→ Your instructions: Exactly and only the lines from the one containing "Target: knuckle" through the close of the entries below are to be set down.

→ Input for this task:
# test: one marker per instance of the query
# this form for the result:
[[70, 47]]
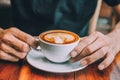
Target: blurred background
[[105, 21]]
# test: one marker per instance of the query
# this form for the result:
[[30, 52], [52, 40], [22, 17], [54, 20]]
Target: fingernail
[[73, 54], [83, 63], [101, 67]]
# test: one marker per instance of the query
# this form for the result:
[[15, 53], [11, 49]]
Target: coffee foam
[[59, 37]]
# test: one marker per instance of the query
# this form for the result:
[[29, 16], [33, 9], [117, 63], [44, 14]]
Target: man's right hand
[[14, 44]]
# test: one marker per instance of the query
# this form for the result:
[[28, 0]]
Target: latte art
[[59, 38]]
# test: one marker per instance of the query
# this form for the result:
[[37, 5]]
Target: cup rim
[[59, 44]]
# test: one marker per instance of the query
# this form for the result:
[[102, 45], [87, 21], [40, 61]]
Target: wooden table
[[23, 71]]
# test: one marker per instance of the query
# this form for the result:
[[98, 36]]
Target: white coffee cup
[[58, 52]]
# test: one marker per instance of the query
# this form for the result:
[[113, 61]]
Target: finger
[[109, 59], [83, 43], [11, 51], [15, 42], [23, 36], [97, 44], [93, 57], [6, 56]]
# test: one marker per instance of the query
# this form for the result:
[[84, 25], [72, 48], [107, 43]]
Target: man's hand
[[14, 44], [95, 47]]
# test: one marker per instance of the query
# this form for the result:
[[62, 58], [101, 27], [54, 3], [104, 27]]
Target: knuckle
[[101, 52], [25, 47], [22, 56], [5, 36], [12, 29], [1, 45], [89, 49]]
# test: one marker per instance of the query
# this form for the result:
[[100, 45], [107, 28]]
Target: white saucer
[[37, 60]]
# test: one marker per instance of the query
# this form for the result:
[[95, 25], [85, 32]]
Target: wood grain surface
[[23, 71]]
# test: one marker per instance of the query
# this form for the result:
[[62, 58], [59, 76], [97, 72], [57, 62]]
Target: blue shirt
[[36, 16]]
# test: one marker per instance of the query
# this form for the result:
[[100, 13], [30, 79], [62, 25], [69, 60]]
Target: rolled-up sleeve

→ Task solution:
Target: knuckle
[[101, 52], [25, 47], [22, 56], [5, 36], [12, 29], [1, 45], [89, 49]]
# test: one marker per instance of the query
# this form for the result:
[[100, 45], [107, 28]]
Target: white saucer
[[37, 60]]
# test: one marker per instance of the query
# this form for the result:
[[95, 25], [85, 32]]
Target: wood grain surface
[[23, 71]]
# test: one marker per instance of the query
# this form for the result:
[[62, 58], [59, 76], [97, 72], [57, 62]]
Target: blue shirt
[[36, 16]]
# test: one marker per instance of the query
# this form for the result:
[[100, 13], [30, 79], [62, 25], [69, 60]]
Target: rolled-up sleeve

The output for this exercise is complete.